- Requirement
Reproduce the whole listing, character for character.
---- Data records
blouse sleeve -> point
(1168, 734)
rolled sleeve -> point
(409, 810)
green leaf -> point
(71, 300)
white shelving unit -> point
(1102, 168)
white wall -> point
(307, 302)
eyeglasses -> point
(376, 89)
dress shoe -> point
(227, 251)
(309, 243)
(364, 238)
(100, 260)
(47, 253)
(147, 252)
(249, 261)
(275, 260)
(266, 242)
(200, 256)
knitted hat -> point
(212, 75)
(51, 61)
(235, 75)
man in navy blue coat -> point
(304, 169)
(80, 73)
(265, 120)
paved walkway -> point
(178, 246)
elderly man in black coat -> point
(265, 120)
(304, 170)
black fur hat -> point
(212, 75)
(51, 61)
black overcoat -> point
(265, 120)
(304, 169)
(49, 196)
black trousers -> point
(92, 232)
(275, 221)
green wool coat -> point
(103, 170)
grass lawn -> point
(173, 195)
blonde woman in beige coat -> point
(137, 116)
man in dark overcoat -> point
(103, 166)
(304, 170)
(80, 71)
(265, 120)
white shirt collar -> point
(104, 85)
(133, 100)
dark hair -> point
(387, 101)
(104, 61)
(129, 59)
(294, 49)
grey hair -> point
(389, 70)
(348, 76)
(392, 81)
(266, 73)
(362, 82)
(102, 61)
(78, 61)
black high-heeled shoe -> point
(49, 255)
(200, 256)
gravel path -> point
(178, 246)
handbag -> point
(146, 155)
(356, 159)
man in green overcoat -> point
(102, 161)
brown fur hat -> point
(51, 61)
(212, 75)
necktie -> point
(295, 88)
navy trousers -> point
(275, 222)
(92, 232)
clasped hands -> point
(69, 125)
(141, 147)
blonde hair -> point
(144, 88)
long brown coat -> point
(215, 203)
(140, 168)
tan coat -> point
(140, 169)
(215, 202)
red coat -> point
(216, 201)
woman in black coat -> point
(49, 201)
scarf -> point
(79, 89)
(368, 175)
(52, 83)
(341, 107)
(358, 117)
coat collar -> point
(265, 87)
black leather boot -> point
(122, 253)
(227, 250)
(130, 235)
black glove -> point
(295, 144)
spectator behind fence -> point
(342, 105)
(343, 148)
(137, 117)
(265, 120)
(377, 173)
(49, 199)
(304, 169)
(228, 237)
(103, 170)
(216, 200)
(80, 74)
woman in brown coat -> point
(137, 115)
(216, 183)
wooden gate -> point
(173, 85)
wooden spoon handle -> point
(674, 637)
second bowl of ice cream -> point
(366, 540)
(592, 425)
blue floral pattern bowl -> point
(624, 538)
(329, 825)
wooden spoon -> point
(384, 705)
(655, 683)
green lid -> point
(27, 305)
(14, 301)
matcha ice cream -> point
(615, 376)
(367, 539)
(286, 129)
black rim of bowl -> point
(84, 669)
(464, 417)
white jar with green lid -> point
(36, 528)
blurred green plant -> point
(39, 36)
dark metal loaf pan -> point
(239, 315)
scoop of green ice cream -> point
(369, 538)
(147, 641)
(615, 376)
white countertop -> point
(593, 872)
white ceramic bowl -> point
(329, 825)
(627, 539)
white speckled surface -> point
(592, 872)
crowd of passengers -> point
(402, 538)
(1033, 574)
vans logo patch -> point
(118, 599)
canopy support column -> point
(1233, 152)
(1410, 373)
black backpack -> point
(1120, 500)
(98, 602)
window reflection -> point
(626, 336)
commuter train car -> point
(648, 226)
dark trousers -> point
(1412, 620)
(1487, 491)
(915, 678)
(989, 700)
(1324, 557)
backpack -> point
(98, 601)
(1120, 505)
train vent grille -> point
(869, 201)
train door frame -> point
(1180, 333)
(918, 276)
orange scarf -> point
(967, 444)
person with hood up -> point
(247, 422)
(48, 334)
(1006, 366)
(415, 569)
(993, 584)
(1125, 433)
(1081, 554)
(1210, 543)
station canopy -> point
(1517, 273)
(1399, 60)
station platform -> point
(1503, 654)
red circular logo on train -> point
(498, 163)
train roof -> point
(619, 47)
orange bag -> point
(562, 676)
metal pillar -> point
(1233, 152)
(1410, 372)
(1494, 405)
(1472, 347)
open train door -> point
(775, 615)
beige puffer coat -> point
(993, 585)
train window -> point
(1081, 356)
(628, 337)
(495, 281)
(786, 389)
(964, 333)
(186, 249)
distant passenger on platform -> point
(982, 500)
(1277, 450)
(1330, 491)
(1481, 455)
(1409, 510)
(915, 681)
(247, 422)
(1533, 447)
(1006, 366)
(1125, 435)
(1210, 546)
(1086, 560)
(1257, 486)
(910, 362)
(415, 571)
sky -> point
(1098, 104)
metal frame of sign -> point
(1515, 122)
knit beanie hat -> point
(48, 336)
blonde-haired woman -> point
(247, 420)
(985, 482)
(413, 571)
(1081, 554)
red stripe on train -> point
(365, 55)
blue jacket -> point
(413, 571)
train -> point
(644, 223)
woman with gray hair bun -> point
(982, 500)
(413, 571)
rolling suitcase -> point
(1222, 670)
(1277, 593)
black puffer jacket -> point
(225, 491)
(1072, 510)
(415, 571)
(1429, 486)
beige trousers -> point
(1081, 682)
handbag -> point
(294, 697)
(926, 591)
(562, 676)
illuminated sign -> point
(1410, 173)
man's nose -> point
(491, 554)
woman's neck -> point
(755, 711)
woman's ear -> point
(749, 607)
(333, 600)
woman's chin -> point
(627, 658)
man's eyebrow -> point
--------
- Completed exercise
blouse sleeve -> point
(1168, 734)
rolled sleeve -> point
(409, 810)
green leaf -> point
(71, 300)
white shelving unit -> point
(1102, 168)
white wall -> point
(307, 302)
eyeglasses -> point
(376, 89)
dress shoe -> point
(227, 251)
(309, 243)
(364, 238)
(100, 260)
(47, 253)
(147, 252)
(249, 261)
(275, 260)
(266, 242)
(200, 256)
knitted hat -> point
(212, 75)
(51, 61)
(235, 75)
man in navy blue coat -> point
(304, 169)
(80, 73)
(265, 120)
paved walkway -> point
(178, 246)
elderly man in black coat -> point
(265, 120)
(304, 170)
black fur hat -> point
(212, 75)
(51, 61)
black overcoat -> point
(265, 120)
(304, 169)
(49, 196)
black trousers -> point
(92, 232)
(275, 221)
green wool coat -> point
(103, 170)
grass lawn -> point
(173, 195)
blonde woman in beige coat -> point
(137, 116)
man in dark overcoat -> point
(103, 166)
(304, 170)
(80, 71)
(265, 120)
white shirt collar -> point
(104, 85)
(133, 100)
dark hair -> point
(387, 101)
(104, 61)
(129, 59)
(294, 49)
grey hair -> point
(389, 70)
(348, 76)
(392, 81)
(266, 73)
(362, 82)
(102, 61)
(78, 61)
black high-heeled shoe -> point
(49, 255)
(200, 256)
gravel path -> point
(178, 246)
handbag -> point
(146, 155)
(356, 159)
man in green overcoat -> point
(102, 161)
brown fur hat -> point
(51, 61)
(212, 75)
necktie -> point
(295, 88)
navy trousers -> point
(275, 222)
(92, 232)
clasped hands -> point
(69, 125)
(141, 147)
blonde hair -> point
(144, 88)
long brown coat -> point
(215, 203)
(140, 168)
tan coat -> point
(140, 169)
(215, 202)
red coat -> point
(216, 201)
woman in black coat -> point
(49, 201)
scarf -> point
(79, 89)
(368, 175)
(52, 83)
(341, 107)
(358, 117)
coat collar -> point
(265, 87)
black leather boot -> point
(122, 253)
(227, 250)
(130, 235)
black glove -> point
(295, 144)
spectator behind fence -> point
(342, 105)
(343, 148)
(137, 117)
(265, 120)
(377, 173)
(49, 199)
(304, 169)
(228, 237)
(103, 170)
(216, 200)
(80, 74)
woman in brown coat -> point
(137, 115)
(216, 183)
wooden gate -> point
(173, 85)
wooden spoon handle -> point
(674, 637)
second bowl of ice cream -> point
(366, 540)
(592, 425)
blue floral pattern bowl -> point
(624, 538)
(329, 825)
wooden spoon -> point
(384, 705)
(655, 683)
green lid -> point
(27, 305)
(14, 301)
matcha ice cream -> point
(615, 376)
(367, 539)
(286, 129)
black rim of bowl -> point
(84, 669)
(464, 417)
white jar with green lid -> point
(36, 528)
blurred green plant -> point
(39, 36)
dark metal loaf pan -> point
(239, 315)
scoop of green ice cream -> point
(369, 538)
(147, 641)
(615, 376)
white countertop -> point
(593, 872)
white ceramic bowl -> point
(329, 825)
(627, 539)
white speckled surface -> point
(592, 872)
crowd of passengers -> point
(402, 538)
(1033, 574)
vans logo patch -> point
(118, 599)
canopy support column -> point
(1233, 152)
(1410, 373)
black backpack -> point
(1120, 500)
(98, 602)
window reflection -> point
(626, 336)
commuter train car -> point
(648, 226)
dark trousers -> point
(1412, 620)
(1487, 491)
(915, 678)
(989, 700)
(1324, 557)
backpack -> point
(98, 601)
(1120, 505)
train vent grille -> point
(869, 201)
train door frame -> point
(1180, 333)
(918, 276)
orange scarf -> point
(967, 444)
person with hood up -> point
(247, 422)
(48, 334)
(1006, 366)
(415, 569)
(993, 584)
(1125, 433)
(1081, 554)
(1210, 543)
station canopy -> point
(1517, 273)
(1399, 60)
station platform -> point
(1503, 654)
red circular logo on train -> point
(498, 163)
train roof -> point
(619, 47)
orange bag -> point
(562, 676)
metal pillar -> point
(1233, 152)
(1410, 372)
(1494, 405)
(1472, 347)
open train door -> point
(775, 615)
beige puffer coat -> point
(993, 585)
train window -> point
(1081, 356)
(628, 337)
(495, 281)
(786, 389)
(964, 333)
(186, 249)
distant passenger on platform -> point
(982, 500)
(1277, 450)
(1330, 491)
(1481, 455)
(1409, 510)
(915, 681)
(247, 422)
(1533, 447)
(1006, 366)
(1125, 435)
(1210, 546)
(1086, 560)
(1257, 486)
(910, 362)
(415, 571)
sky -> point
(1098, 104)
metal frame of sign -> point
(1515, 122)
knit beanie hat -> point
(48, 336)
blonde-haired woman -> point
(247, 420)
(985, 482)
(413, 571)
(1081, 554)
red stripe on train -> point
(365, 55)
blue jacket -> point
(413, 571)
train -> point
(644, 223)
woman with gray hair bun -> point
(982, 500)
(413, 571)
rolling suitcase -> point
(1222, 670)
(1277, 593)
black puffer jacket -> point
(225, 491)
(1072, 510)
(415, 571)
(1429, 486)
beige trousers -> point
(1081, 682)
handbag -> point
(294, 697)
(926, 591)
(562, 676)
illuminated sign -> point
(1410, 173)
man's nose -> point
(491, 554)
woman's neck -> point
(755, 711)
woman's ear -> point
(749, 607)
(333, 600)
woman's chin -> point
(627, 658)
man's eyebrow -> point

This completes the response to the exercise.